*** Given passage ***
Sounds like a whole lot of money that could be better spent in the US being flushed down a Liberian toilet to me, unless there’s some actual threat to the US involved.
The money won’t be used quickly, but it will free up organizations operating on the ground to spend the money they do have now knowing more is en route. I think a robust response will help avoid the worst case scenario, but it’s clear to everyone that things will get worse before they get better.
In my opinion the problem is that waiting until there “is a threat” to the US and then acting would very likely involve much more than $763 million.
If (big “if”, I know, but let’s go with it for now) an expenditure of $763 million now helps prevent or mitigate the eventual arrival of Ebola to the US by fighting it at the source, then it is money well spent in my opinion.
Even if part of that money gets siphoned off by corrupt institutions and individuals in Liberia, i doubt all of it (or even most of it) will. And it will make a big difference, and help limit the spread of the disease. Which is something that all of us are (or should be) interested in, even if only for our own self-interest.
*** End of Given passage ***
*** Given records ***
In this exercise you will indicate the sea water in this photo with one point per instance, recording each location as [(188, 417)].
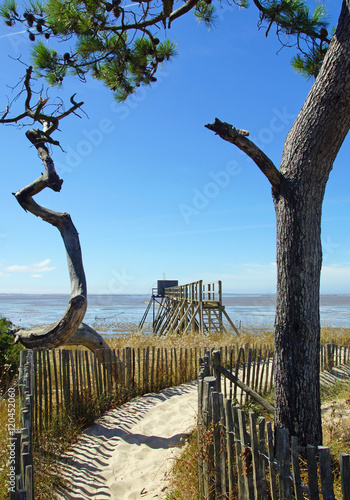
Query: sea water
[(121, 313)]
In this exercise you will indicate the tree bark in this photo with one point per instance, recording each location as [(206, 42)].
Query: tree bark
[(298, 191), (309, 152), (69, 329)]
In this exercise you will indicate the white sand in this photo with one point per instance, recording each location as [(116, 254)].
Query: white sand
[(128, 453)]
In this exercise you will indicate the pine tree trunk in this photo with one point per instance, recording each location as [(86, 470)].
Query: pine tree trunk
[(297, 324), (309, 152)]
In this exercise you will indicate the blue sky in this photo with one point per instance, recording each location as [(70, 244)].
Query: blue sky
[(151, 191)]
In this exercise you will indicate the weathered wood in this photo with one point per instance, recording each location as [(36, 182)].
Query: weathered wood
[(282, 455), (230, 447), (272, 468), (324, 458), (298, 491), (217, 445), (311, 452), (243, 386), (247, 458), (344, 460), (257, 473), (262, 457)]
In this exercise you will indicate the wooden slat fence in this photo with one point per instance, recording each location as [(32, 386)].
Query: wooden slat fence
[(59, 384), (22, 439), (253, 461)]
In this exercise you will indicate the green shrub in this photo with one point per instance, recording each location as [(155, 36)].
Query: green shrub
[(9, 355)]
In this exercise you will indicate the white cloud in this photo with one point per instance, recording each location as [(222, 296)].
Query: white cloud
[(335, 278), (35, 267)]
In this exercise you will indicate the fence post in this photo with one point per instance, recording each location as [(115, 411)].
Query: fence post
[(345, 475), (216, 360), (206, 444), (230, 447), (326, 473), (329, 357)]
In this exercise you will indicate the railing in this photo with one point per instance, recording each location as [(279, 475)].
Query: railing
[(196, 291)]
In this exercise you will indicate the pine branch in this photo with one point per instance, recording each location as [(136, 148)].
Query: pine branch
[(239, 138)]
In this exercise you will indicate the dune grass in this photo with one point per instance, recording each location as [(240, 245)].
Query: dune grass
[(57, 440)]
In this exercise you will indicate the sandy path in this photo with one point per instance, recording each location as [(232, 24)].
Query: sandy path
[(128, 452)]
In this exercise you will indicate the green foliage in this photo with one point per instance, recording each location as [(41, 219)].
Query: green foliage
[(205, 13), (309, 64), (9, 355), (119, 45), (8, 10)]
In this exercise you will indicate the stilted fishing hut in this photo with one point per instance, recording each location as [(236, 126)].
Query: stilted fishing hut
[(194, 307)]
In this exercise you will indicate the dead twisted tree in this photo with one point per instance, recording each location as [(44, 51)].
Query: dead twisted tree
[(69, 329)]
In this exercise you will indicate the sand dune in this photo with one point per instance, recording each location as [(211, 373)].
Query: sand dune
[(128, 453)]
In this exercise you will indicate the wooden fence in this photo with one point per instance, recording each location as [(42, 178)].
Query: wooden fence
[(260, 464), (21, 455), (64, 379), (59, 384)]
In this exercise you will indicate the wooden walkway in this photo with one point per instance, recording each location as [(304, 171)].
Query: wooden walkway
[(194, 307)]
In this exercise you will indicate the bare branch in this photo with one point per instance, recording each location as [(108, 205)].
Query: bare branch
[(239, 139)]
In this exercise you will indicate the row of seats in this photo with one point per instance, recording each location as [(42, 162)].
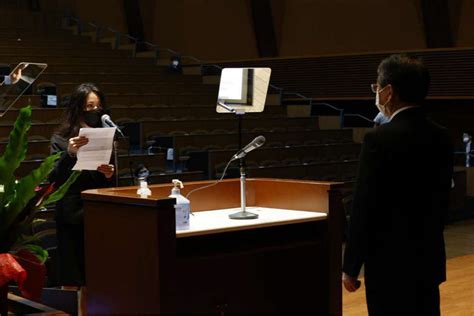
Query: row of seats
[(344, 171), (141, 111)]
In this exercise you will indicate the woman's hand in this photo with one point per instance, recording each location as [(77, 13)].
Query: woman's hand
[(107, 170), (75, 143)]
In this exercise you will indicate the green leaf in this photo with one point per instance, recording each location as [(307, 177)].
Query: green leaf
[(59, 193), (25, 190), (36, 250), (14, 154)]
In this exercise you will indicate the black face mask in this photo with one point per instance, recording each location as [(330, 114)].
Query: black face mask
[(93, 118)]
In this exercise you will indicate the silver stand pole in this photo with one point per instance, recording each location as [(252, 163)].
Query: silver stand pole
[(243, 214), (116, 163)]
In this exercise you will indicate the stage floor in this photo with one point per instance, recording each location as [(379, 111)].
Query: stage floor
[(457, 294)]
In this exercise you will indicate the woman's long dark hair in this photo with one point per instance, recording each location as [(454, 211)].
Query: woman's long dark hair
[(74, 113)]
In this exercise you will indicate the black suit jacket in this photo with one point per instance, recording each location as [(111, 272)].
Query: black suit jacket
[(401, 201), (69, 210)]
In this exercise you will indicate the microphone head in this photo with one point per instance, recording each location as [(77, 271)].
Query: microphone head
[(259, 141)]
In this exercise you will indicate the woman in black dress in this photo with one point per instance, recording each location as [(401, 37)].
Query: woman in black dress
[(85, 108)]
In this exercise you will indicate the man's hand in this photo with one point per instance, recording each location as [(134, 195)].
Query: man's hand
[(16, 75), (350, 283), (107, 170)]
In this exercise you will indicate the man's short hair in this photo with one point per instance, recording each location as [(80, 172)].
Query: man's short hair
[(408, 76)]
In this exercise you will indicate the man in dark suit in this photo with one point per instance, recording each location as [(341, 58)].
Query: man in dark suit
[(401, 199)]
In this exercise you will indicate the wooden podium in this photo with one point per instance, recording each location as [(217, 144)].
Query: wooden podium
[(288, 261)]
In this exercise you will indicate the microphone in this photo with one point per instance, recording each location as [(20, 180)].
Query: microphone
[(107, 122), (254, 144)]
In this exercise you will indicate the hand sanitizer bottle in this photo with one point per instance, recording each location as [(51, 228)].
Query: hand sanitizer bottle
[(182, 206), (143, 190)]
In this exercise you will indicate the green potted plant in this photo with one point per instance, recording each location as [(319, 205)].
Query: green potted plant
[(21, 258)]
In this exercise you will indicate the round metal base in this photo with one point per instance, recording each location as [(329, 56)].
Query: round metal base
[(243, 215)]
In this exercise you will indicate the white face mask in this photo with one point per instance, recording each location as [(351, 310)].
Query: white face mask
[(381, 107)]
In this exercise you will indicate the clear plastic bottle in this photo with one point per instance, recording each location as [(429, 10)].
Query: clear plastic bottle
[(143, 190), (182, 206)]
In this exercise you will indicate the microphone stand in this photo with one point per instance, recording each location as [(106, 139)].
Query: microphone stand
[(116, 163), (243, 214)]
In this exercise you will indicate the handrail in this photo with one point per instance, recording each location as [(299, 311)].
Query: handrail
[(119, 35)]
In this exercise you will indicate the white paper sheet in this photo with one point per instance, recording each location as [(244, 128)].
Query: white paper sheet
[(97, 151)]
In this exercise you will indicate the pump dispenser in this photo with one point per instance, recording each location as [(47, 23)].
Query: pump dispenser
[(143, 191), (182, 206)]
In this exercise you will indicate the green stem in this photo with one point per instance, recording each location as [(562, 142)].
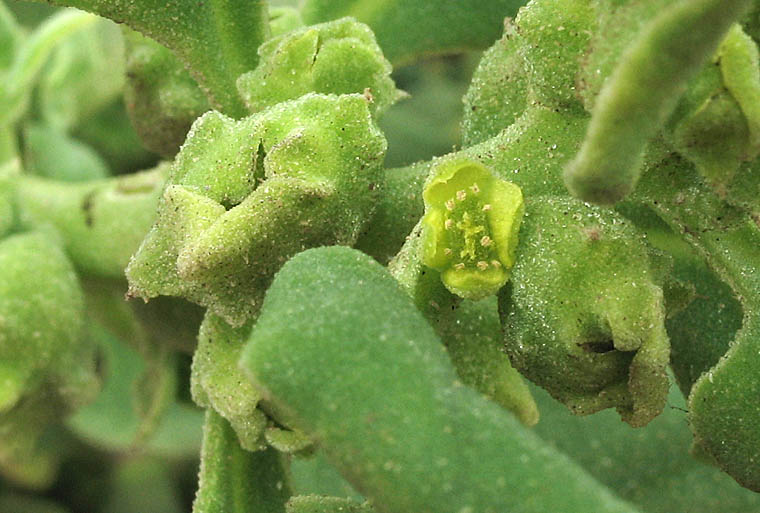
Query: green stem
[(233, 480), (32, 56), (216, 39), (642, 92), (409, 29)]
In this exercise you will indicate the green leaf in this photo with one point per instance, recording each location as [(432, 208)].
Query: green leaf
[(216, 39), (162, 97), (342, 353), (84, 75), (31, 57), (48, 365), (53, 154), (407, 30), (90, 216), (643, 91)]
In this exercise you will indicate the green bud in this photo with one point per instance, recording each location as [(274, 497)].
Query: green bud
[(583, 316), (244, 196), (47, 366), (338, 57), (162, 98), (470, 227)]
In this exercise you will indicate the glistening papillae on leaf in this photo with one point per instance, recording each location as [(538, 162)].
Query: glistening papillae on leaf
[(347, 358)]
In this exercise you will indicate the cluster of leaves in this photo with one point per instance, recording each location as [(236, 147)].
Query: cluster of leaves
[(357, 336)]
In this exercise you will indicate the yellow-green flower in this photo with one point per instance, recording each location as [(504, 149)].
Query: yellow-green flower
[(470, 227)]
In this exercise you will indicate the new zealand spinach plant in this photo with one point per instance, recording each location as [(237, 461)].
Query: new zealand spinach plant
[(197, 206)]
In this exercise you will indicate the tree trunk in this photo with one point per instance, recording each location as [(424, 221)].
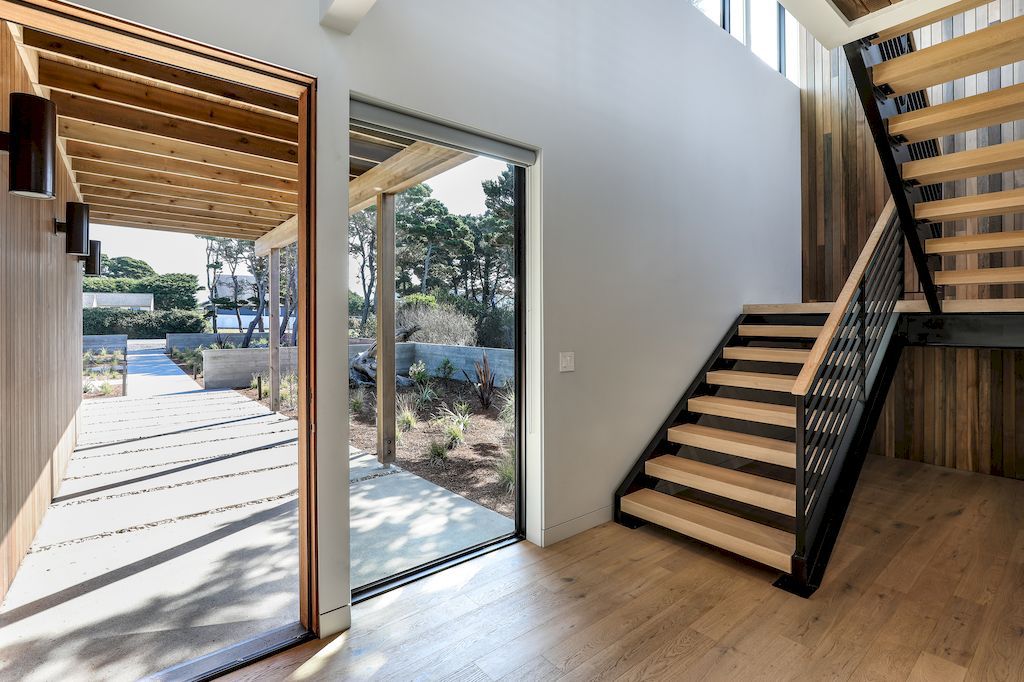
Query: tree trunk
[(364, 367), (252, 325)]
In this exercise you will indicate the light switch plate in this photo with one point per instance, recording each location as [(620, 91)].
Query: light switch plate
[(566, 361)]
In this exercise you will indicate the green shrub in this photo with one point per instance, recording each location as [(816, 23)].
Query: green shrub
[(454, 435), (418, 373), (141, 324), (426, 396), (445, 370), (437, 452), (406, 415), (506, 469)]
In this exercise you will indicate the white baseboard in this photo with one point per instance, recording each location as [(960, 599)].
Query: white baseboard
[(579, 524), (337, 621)]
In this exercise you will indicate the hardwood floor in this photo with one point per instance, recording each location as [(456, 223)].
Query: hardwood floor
[(927, 583)]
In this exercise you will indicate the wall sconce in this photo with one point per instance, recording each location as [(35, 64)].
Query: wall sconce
[(92, 261), (76, 225), (32, 145)]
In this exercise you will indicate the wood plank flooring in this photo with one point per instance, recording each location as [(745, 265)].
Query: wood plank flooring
[(927, 583)]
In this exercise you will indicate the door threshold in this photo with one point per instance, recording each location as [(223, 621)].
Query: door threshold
[(424, 570), (235, 656)]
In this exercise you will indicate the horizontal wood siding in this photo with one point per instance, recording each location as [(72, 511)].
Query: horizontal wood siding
[(956, 408), (40, 345)]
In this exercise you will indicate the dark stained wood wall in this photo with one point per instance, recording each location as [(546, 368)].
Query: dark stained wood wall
[(844, 186), (957, 408), (40, 345)]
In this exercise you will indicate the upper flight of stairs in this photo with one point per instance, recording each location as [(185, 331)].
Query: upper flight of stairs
[(909, 75), (724, 471)]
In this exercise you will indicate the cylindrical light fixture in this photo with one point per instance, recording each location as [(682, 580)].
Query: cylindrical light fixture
[(32, 143), (76, 225), (92, 265)]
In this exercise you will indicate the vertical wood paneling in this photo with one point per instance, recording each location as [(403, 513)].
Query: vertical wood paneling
[(40, 345), (955, 408), (844, 187)]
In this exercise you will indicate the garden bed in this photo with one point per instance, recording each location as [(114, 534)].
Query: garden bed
[(470, 468)]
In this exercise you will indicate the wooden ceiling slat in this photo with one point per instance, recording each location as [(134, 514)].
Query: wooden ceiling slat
[(148, 198), (118, 221), (160, 72), (126, 161), (95, 201), (130, 139), (137, 120), (89, 179), (76, 80), (180, 219)]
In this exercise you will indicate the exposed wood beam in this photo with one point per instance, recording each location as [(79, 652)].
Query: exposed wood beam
[(199, 204), (76, 80), (178, 190), (285, 233), (119, 116), (117, 221), (417, 163), (205, 75), (161, 214), (94, 160), (129, 139), (98, 200), (373, 152)]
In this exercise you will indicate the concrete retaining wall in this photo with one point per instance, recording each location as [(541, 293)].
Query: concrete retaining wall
[(233, 368), (109, 341), (190, 341)]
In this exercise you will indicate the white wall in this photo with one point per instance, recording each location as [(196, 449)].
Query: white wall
[(670, 180)]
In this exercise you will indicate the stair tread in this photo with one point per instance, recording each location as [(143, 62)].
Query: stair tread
[(762, 449), (992, 203), (978, 111), (976, 243), (793, 355), (757, 542), (753, 411), (996, 45), (985, 275), (971, 163), (756, 380), (749, 488), (781, 331)]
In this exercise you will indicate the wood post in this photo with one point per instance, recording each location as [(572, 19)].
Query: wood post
[(385, 330), (274, 345)]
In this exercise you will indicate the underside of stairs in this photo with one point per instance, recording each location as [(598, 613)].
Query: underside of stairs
[(761, 455)]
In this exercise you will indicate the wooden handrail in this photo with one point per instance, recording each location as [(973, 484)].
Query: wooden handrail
[(823, 342)]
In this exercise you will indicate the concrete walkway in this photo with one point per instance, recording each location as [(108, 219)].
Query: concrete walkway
[(174, 533)]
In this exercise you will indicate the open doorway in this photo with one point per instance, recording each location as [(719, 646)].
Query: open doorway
[(181, 524), (436, 356)]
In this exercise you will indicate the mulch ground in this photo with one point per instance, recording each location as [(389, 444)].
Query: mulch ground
[(471, 467)]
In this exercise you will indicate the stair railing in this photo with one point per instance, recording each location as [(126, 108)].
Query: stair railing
[(833, 387), (893, 152)]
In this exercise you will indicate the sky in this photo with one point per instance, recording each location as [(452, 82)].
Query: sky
[(458, 188)]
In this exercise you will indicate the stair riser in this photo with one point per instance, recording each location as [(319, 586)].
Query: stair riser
[(776, 560), (748, 452), (771, 503)]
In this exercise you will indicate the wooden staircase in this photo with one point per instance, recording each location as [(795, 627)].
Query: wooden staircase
[(911, 126), (724, 473), (755, 458)]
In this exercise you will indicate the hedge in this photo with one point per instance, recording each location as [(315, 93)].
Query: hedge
[(141, 324)]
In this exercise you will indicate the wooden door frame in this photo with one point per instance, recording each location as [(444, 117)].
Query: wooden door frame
[(119, 35)]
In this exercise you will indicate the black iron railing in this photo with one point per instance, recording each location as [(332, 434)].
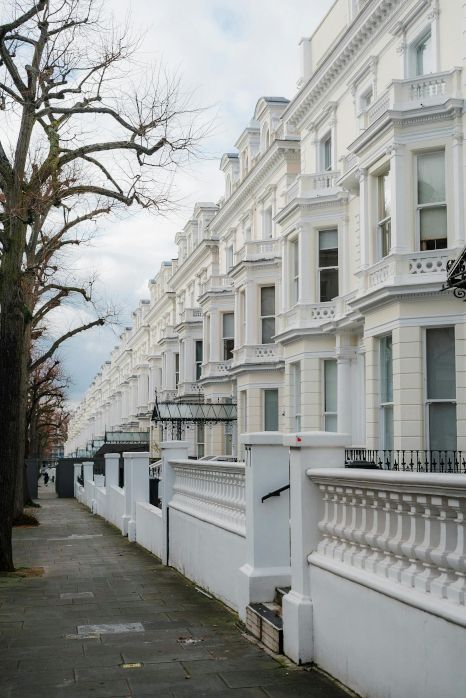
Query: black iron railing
[(414, 461)]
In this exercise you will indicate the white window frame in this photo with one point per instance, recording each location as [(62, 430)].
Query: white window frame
[(264, 391), (328, 138), (384, 405), (267, 223), (296, 399), (267, 317), (229, 257), (244, 410), (200, 440), (198, 363), (294, 269), (326, 413), (224, 338), (385, 219), (428, 401), (323, 230), (177, 369), (436, 204)]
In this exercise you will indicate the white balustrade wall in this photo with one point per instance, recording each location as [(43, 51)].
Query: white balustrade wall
[(387, 581), (207, 524), (376, 560)]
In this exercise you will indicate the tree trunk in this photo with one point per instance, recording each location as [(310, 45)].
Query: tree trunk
[(21, 468), (12, 324)]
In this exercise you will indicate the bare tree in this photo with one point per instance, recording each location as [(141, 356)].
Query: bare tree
[(47, 415), (78, 138)]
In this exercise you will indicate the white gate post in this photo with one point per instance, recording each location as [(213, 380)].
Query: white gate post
[(307, 451), (88, 475), (139, 487), (77, 473), (267, 562), (112, 465), (170, 451)]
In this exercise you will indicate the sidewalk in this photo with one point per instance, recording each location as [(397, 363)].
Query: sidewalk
[(176, 641)]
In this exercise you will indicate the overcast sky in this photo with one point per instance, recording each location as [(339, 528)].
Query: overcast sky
[(228, 53)]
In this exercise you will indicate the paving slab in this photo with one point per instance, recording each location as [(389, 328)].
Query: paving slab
[(106, 619)]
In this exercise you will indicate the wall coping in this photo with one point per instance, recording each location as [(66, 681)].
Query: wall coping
[(317, 439)]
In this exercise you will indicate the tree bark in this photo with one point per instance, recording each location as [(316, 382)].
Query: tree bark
[(12, 325)]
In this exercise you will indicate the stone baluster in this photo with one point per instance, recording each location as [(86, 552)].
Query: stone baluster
[(424, 579), (457, 557)]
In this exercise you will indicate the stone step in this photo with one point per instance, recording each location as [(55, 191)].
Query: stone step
[(280, 592), (263, 620)]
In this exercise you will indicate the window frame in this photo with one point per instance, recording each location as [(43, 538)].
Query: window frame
[(267, 317), (198, 362), (296, 395), (264, 412), (383, 220), (386, 407), (429, 205), (429, 401), (226, 339), (294, 268), (328, 413), (320, 268), (326, 149)]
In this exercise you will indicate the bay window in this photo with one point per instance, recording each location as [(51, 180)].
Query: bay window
[(228, 336), (441, 388), (328, 265), (199, 353), (431, 200), (384, 223), (294, 266), (330, 395), (295, 376), (267, 314), (386, 392), (271, 409)]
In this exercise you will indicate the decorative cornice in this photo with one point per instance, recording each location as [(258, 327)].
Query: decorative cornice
[(352, 43), (280, 151)]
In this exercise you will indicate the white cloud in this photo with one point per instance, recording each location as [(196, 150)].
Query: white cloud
[(228, 53)]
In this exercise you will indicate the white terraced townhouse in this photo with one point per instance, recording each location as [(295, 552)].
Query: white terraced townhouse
[(310, 296)]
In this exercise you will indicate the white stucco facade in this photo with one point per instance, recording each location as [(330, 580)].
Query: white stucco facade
[(309, 295)]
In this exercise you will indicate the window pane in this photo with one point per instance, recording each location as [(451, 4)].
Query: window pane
[(330, 387), (328, 284), (228, 325), (433, 223), (442, 426), (270, 410), (386, 369), (385, 237), (268, 330), (431, 177), (328, 154), (268, 300), (228, 346), (424, 56), (295, 258), (328, 239), (387, 426), (440, 347), (385, 206), (328, 258)]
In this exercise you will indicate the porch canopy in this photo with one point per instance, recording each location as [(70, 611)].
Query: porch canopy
[(195, 412)]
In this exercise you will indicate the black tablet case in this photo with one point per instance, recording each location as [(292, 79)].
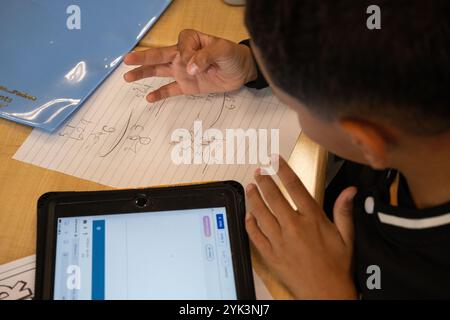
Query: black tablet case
[(49, 199)]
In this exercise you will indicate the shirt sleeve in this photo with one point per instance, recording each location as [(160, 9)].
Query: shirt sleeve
[(260, 82)]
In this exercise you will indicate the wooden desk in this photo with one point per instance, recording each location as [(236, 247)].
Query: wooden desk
[(21, 184)]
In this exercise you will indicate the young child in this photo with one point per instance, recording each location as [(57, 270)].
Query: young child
[(377, 97)]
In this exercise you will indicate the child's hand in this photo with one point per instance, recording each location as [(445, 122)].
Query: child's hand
[(310, 254), (200, 63)]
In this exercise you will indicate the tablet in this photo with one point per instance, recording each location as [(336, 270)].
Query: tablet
[(183, 242)]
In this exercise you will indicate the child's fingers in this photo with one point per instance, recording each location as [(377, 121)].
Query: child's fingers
[(169, 90), (151, 56), (162, 70), (257, 237), (304, 202), (266, 220), (281, 209)]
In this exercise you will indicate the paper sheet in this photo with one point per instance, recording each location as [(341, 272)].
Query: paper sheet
[(17, 279), (120, 140)]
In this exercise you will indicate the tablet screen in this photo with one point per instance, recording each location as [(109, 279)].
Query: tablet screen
[(183, 254)]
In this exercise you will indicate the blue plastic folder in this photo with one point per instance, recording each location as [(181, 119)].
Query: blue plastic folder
[(55, 53)]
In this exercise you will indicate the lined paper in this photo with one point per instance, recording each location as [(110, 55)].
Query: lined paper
[(118, 139)]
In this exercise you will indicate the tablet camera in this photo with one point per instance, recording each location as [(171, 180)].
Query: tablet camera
[(141, 201)]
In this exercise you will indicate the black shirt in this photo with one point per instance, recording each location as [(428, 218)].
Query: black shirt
[(409, 248)]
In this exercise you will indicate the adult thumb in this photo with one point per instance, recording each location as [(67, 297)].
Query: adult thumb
[(343, 215)]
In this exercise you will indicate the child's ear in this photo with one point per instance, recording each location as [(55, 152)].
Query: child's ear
[(372, 140)]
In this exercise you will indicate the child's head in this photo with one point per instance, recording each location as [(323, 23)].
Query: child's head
[(368, 95)]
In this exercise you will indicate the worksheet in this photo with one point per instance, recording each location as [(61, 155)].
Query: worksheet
[(17, 279), (119, 139)]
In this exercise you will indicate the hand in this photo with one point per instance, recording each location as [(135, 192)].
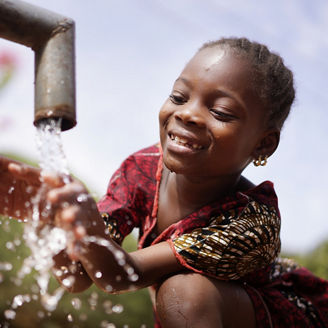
*** End of Given records ***
Task ▸ Print the Ebola aid comments word for word, starting at "Even if part" and ending at "our own self-interest.". The rows are separate material with no connection to the text.

Solution for this exercise ▸
Even if part of that money gets siphoned off by corrupt institutions and individuals in Liberia, i doubt all of it (or even most of it) will. And it will make a big difference, and help limit the spread of the disease. Which is something that all of us are (or should be) interested in, even if only for our own self-interest.